- _Given exercise_
Return the full listing exactly as it is written.

- _Data supplied_
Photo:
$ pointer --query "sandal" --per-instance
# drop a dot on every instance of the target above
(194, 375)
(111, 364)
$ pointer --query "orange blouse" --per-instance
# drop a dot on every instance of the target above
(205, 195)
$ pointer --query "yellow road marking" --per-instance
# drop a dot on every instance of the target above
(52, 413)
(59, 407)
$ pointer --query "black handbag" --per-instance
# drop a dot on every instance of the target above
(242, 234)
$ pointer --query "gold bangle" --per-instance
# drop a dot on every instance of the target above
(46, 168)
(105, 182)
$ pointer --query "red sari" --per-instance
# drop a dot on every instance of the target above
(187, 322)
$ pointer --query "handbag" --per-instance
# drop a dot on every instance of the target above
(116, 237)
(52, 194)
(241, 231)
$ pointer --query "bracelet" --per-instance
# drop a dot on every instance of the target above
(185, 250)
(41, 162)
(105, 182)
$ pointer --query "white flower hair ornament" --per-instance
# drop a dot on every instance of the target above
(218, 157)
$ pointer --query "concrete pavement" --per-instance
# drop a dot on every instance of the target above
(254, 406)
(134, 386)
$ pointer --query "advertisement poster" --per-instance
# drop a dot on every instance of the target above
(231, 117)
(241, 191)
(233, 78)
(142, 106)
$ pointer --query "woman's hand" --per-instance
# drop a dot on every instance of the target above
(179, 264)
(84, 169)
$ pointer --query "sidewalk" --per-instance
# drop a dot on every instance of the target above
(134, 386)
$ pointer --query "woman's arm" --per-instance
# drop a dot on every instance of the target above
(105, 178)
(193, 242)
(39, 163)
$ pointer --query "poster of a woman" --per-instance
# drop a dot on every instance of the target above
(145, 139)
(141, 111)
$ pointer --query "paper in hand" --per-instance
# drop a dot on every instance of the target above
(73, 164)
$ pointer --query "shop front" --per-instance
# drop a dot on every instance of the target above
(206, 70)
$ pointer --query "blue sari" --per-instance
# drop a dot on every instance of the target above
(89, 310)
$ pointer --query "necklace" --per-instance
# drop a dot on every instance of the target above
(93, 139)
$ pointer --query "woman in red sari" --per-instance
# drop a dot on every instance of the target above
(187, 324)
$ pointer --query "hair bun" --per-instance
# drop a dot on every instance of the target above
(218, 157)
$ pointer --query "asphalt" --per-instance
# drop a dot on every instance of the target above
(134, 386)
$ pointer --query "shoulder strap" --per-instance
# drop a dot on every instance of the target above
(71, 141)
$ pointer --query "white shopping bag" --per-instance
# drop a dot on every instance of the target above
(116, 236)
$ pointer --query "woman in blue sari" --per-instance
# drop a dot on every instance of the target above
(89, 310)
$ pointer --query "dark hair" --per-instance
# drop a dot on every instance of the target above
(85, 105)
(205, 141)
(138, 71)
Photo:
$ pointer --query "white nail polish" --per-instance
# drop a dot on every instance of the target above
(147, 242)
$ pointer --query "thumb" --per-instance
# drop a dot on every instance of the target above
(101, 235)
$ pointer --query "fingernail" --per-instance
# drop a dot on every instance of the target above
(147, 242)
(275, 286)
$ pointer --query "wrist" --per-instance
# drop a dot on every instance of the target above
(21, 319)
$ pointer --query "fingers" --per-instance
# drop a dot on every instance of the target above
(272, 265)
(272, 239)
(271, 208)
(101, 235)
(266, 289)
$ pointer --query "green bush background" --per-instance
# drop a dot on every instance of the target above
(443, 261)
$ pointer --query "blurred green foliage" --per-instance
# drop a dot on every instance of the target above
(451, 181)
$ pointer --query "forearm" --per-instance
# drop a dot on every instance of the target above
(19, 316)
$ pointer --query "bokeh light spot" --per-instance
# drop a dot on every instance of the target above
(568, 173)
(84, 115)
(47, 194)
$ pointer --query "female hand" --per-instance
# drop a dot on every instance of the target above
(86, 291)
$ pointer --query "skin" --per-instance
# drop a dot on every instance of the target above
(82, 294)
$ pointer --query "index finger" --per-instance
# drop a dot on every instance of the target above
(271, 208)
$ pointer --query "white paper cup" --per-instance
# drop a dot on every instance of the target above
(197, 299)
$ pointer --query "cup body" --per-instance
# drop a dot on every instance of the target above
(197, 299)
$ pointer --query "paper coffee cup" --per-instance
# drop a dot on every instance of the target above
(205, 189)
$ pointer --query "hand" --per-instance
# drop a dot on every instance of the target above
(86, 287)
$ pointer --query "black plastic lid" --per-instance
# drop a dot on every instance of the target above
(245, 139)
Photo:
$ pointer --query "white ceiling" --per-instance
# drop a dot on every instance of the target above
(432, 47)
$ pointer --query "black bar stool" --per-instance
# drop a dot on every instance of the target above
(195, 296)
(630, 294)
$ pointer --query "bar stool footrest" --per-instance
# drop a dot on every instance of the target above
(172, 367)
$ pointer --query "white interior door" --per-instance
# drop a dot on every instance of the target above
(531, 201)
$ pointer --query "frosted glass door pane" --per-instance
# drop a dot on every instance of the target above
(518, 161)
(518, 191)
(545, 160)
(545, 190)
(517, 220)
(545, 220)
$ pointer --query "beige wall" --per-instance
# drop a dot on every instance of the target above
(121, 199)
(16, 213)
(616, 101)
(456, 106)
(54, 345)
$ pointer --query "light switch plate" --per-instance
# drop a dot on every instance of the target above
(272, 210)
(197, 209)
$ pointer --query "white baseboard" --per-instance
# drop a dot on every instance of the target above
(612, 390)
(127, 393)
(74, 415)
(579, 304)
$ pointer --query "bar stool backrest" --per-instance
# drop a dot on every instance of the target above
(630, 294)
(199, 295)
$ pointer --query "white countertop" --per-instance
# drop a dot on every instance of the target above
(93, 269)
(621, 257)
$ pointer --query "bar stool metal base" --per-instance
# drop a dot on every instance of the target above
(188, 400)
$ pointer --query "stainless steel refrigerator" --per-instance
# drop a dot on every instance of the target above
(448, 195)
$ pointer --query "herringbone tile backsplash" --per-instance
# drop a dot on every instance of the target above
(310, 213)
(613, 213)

- _Solution to the problem_
Photo:
$ pointer --query "sandal" --per-instance
# drop a dot on every instance of the target above
(194, 375)
(111, 364)
$ pointer --query "orange blouse" --per-instance
# drop a dot on every instance of the target above
(205, 195)
$ pointer --query "yellow road marking" --per-instance
# drop a dot on every instance of the target above
(52, 413)
(59, 407)
$ pointer --query "black handbag" --per-instance
# drop a dot on every instance of the target above
(242, 234)
$ pointer --query "gold bangle" --per-instance
# drop a dot on every instance of the target above
(46, 168)
(105, 182)
$ pointer --query "red sari" --per-instance
# drop a dot on every instance of the target above
(187, 322)
$ pointer --query "handbag" --per-instance
# drop a dot on every instance of the target above
(116, 237)
(52, 194)
(241, 231)
$ pointer --query "bracelet" --per-instance
# drop a dot on every instance of the target above
(185, 250)
(41, 162)
(105, 182)
$ pointer --query "white flower hair ornament" --per-instance
# drop a dot on every instance of the target above
(218, 157)
$ pointer --query "concrete pavement" --per-instance
# drop a dot on every instance of the target above
(254, 406)
(134, 386)
$ pointer --query "advertisement poster" --per-instance
# drop a dot on every instance of the target above
(231, 117)
(241, 191)
(233, 78)
(142, 106)
$ pointer --query "woman's hand" --per-instance
# drop a dot on every instance of the target above
(179, 264)
(84, 169)
$ pointer --query "sidewalk" --per-instance
# drop a dot on every instance of the target above
(134, 386)
$ pointer --query "woman's arm" --per-instance
# drop a dot on every instance of the target above
(105, 178)
(193, 242)
(39, 163)
$ pointer --query "poster of a woman" --per-instance
# drop a dot on every instance of the target above
(145, 139)
(141, 111)
$ pointer --query "paper in hand" --per-instance
# drop a dot on every instance of the target above
(73, 164)
$ pointer --query "shop front" --per-instance
# drop a dot on every instance of the target above
(206, 70)
$ pointer --query "blue sari" --per-instance
# drop a dot on every instance of the target above
(89, 310)
$ pointer --query "necklace" --per-instance
# drop a dot on every instance of the target above
(93, 139)
$ pointer --query "woman in red sari" --per-instance
# drop a dot on every instance of the target above
(187, 324)
$ pointer --query "hair bun" --per-instance
# drop a dot on every instance of the target above
(218, 157)
$ pointer --query "asphalt" --per-instance
# drop a dot on every instance of the target above
(134, 386)
$ pointer --query "shoulder strap" --per-instance
# drop a dot on every instance of the target above
(71, 141)
$ pointer --query "white shopping bag" --per-instance
# drop a dot on every instance of the target above
(116, 236)
$ pointer --query "woman in blue sari" --per-instance
# drop a dot on every instance of the target above
(89, 310)
$ pointer --query "dark hair" --per-instance
# drop a dot on every instance of the target above
(85, 105)
(205, 141)
(138, 71)
Photo:
$ pointer --query "white nail polish" --per-instance
# drop a dot on every instance of the target above
(147, 242)
$ pointer --query "thumb" --per-instance
# drop a dot on every instance of the target above
(101, 235)
$ pointer --query "fingernail" --per-instance
# drop a dot on every instance of the target above
(147, 242)
(275, 286)
$ pointer --query "wrist" --per-instance
# drop a dot on every instance of the target above
(21, 319)
$ pointer --query "fingers" --per-instance
# drop a dot on every instance of the target above
(272, 265)
(272, 239)
(271, 208)
(101, 235)
(266, 289)
$ pointer --query "green bush background" --per-instance
# drop a dot on every instance of the target above
(443, 261)
$ pointer --query "blurred green foliage" --per-instance
# drop a dot on every instance of the target above
(451, 181)
$ pointer --query "forearm" --per-instance
# drop a dot on every instance of the target above
(19, 316)
$ pointer --query "bokeh light spot" --per-instance
# drop a dot on every instance of the target above
(568, 173)
(84, 115)
(47, 194)
$ pointer --query "female hand" --per-instance
# drop a dot on every instance of the target above
(86, 291)
$ pointer --query "skin" --per-instance
# drop a dot on every instance of the target above
(82, 294)
$ pointer --query "index finger" --per-instance
# drop a dot on every instance of the target above
(271, 208)
$ pointer --query "white paper cup" --per-instance
# drop a dot on every instance of the target above
(197, 299)
$ pointer --query "cup body" --per-instance
# drop a dot on every instance of the target above
(197, 299)
$ pointer --query "paper coffee cup" --per-instance
# drop a dot on every instance of the target above
(205, 189)
$ pointer --query "hand" --per-instance
# drop a dot on every instance of the target above
(86, 287)
$ pointer --query "black plastic lid" --per-instance
# drop a dot on every instance of the target above
(245, 139)
Photo:
$ pointer --query "white ceiling" --per-instance
# drop a dot on every instance of the target above
(432, 47)
$ pointer --query "black bar stool" --per-instance
# drop a dot on every instance of the target above
(195, 296)
(630, 294)
$ pointer --query "bar stool footrest" --per-instance
# drop a dot on every instance of the target above
(172, 367)
$ pointer --query "white interior door" --per-instance
# drop a dot on every instance of the target above
(531, 201)
$ pointer --query "frosted glass door pane" --per-instance
# drop a dot on every instance of the target above
(518, 161)
(518, 191)
(545, 160)
(545, 190)
(517, 220)
(545, 220)
$ pointer --query "beige wall" --per-instance
# drop a dot on every instance of the target above
(121, 199)
(16, 213)
(616, 101)
(456, 106)
(54, 345)
$ pointer --query "light switch plate" --per-instance
# drop a dot on every instance of the target above
(272, 210)
(197, 209)
$ pointer --query "white baseboard" --per-instance
# drop a dot on every instance of the target above
(612, 390)
(127, 393)
(74, 415)
(579, 304)
$ pointer --query "bar stool backrest" --per-instance
# drop a dot on every instance of the target above
(630, 294)
(199, 295)
$ pointer --query "white countertop" --per-instance
# drop a dot on every instance of the target above
(93, 269)
(621, 257)
$ pointer --query "bar stool metal base" --per-instance
# drop a dot on every instance of the target above
(188, 400)
$ pointer --query "stainless steel refrigerator" --per-instance
# drop a dot on every instance of the target above
(448, 195)
$ pointer --query "herringbone tile backsplash" --per-instance
# drop a dot on every instance of the target above
(310, 213)
(613, 213)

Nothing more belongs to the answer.